··· EXTRACT TO READ
Opinion
T.C. Summary Opinion 2013-65 Docket No. 15560-12S
08-14-2013
Thomas Allen Gullion, pro se. Robert M. Romashko , for respondent.
PURSUANT TO INTERNAL REVENUE CODE SECTION 7463(b),THIS OPINION MAY NOT
BE TREATED AS PRECEDENT FOR ANY OTHER CASE.
Thomas Allen Gullion, pro se.
Robert M. Romashko, for respondent.
SUMMARY OPINION
KERRIGAN, Judge: This case was heard pursuant to section 7463 of the Internal Revenue Code in effect when the petition was filed. The decision to be entered is not reviewable by any other court, and this opinion shall not be treated as precedent for any other case.
Respondent determined deficiencies and penalties as follows:
+------------------------------------------+ ¦Year ¦Deficiency ¦Penalty sec. 6662(a) ¦ +------+------------+----------------------¦ ¦2008 ¦$9,652 ¦$1,930 ¦ +------+------------+----------------------¦ ¦2009 ¦8,582 ¦1,716 ¦ +------------------------------------------+
Unless otherwise indicated, all section references are to the Internal Revenue Code in effect for the years in issue, and all Rule references are to the Tax Court Rules of Practice and Procedure. We round all monetary amounts to the nearest dollar.
The issues for consideration are (1) whether petitioner engaged in musical activities with the objective of making a profit within the meaning of section 183 and (2) whether petitioner is liable for accuracy-related penalties under section 6662(a).
Background
Petitioner resided in Wisconsin when he filed the petition.
Petitioner began performing on the saxophone at the age of eight. He has played professionally since the age of 16. He attended Indiana University, where he studied under David Baker, a distinguished professor of music and jazz education. He also toured with J.J. Johnson, a master of bebop trombone.
In 1995 petitioner moved to Chicago, Illinois, and worked solely as a musician. In 2002 petitioner moved to Wisconsin and started working as a computer programer, but he continued to play the saxophone. Since moving to Wisconsin petitioner has organized the Driftless Jazz Festival in Southwestern Wisconsin and has recorded four compact disks (CDs), including "Catharsis" in 2006 and "Carswell" in 2009. "Carswell" was advertized in the May 2010 edition of JAZZed Magazine.
For 2008 petitioner and his wife reported $43,642 in wages, as well as $70,223 of income on a Schedule C, Profit or Loss From Business, from a specialized design services firm. According to information returns for 2008, $42,951 of these wages was attributable to petitioner. For 2009 petitioner and his wife reported $133,245 in wages, of which $131,897 was attributable to petitioner.
······
··· RECORDED DATA
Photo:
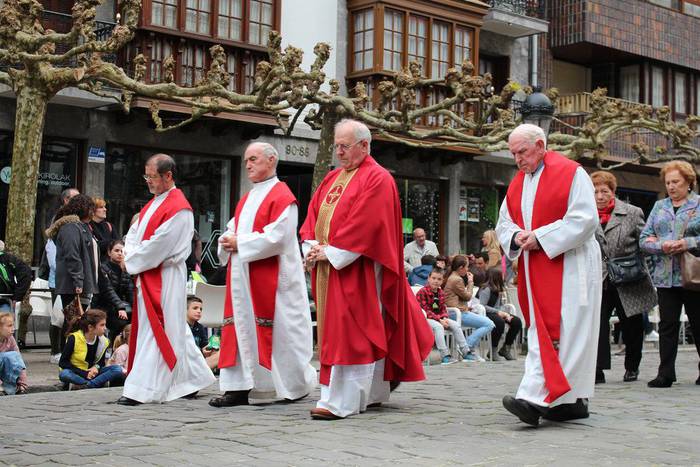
······
→ **REQUIREMENT 1**
According to the tax court opinion, in what year did petitioner move to Wisconsin and start working as a computer programer?
→ **REQUIREMENT 2**
Write the next part of the tax court opinion, starting after its last sentence.
The material has no connection to the tax court opinion.

→ **WRITTEN REPLY 1**
2002

→ **WRITTEN REPLY 2**
Petitioner reported activities related to his music on a second Schedule C for 2008 (Schedule C-1) and a Schedule C for 2009. For 2008 petitioner reported gross receipts of $2,625 and expenses of $35,541 from his activities as a musician. For 2009 he reported gross receipts of $2,931 and expenses of $28,934 from his musical activities. Petitioner did not profit from his musical activities from 2004 to 2010; however, petitioner showed a small profit in 2011. The following table reflects his gross receipts and net losses from his musical activities:
+----------------------------------+ ¦Year ¦Gross receipts ¦Net loss ¦ +------+----------------+----------¦ ¦2004 ¦$1,483 ¦$12,163 ¦ +------+----------------+----------¦ ¦2005 ¦530 ¦11,842 ¦ +------+----------------+----------¦ ¦2006 ¦983 ¦17,872 ¦ +------+----------------+----------¦ ¦2007 ¦1,615 ¦20,315 ¦ +------+----------------+----------¦ ¦2008 ¦2,625 ¦32,541 ¦ +------+----------------+----------¦ ¦2009 ¦2,931 ¦26,003 ¦ +------+----------------+----------¦ ¦2010 ¦3,154 ¦9,467 ¦ +------+----------------+----------¦ ¦Total ¦13,321 ¦130,203 ¦ +----------------------------------+
Petitioner provided several documents during the examination of petitioner's joint 2009 and 2010 Federal income tax returns: an advertisement from the May 2010 edition of JAZZed Magazine; a depreciation schedule; a copy of an electronic press kit from the Web site for his musical activity; a mileage log for 2008; and a copy of his 2011 Federal income tax return, which shows that he made a profit of $647 from his musical activities.
Discussion
I. Musical activities
In general the Commissioner's determination set forth in the notice of deficiency is presumed correct. Rule 142(a)(1); Welch v. Helvering, 290 U.S. 111, 115 (1933). In certain circumstances, however, the burden of proof shifts to the Commissioner. Sec. 7491(a)(1). Petitioner does not contend that the burden of proof should shift to respondent.
Section 162 permits a taxpayer to deduct ordinary and necessary expenses incurred during the taxable year in carrying on a trade or business. Section 183 generally limits the amount of deductions for an activity that is not entered into for profit to the amount of income that the activity generates. See sec. 183(b).
To be engaged in a trade or business within the meaning of section 162(a), an individual taxpayer must be involved in the activity with continuity, regularity, and the primary purpose of deriving a profit. Commissioner v. Groetzinger, 480 U.S. 23, 35 (1987). Deciding whether the taxpayer is carrying on a trade or business requires an examination of all of the facts in each case. Id. at 36.
We are satisfied that petitioner's musical activities were conducted with continuity and regularity during the years in issue. Nevertheless, a taxpayer must conduct the activity with the requisite profit motive or intent for the activity to be considered a trade or business. See id.; see also Churchman v. Commissioner, 68 T.C. 696 (1977). The taxpayer generally bears the burden of proving that the requisite profit objective existed. Westbrook v. Commissioner, 68 F.3d 868, 876 (5th Cir. 1995), aff'g T.C. Memo. 1993-634; see also Rule 142(a); Foster v. Commissioner, T.C. Memo. 2012-207.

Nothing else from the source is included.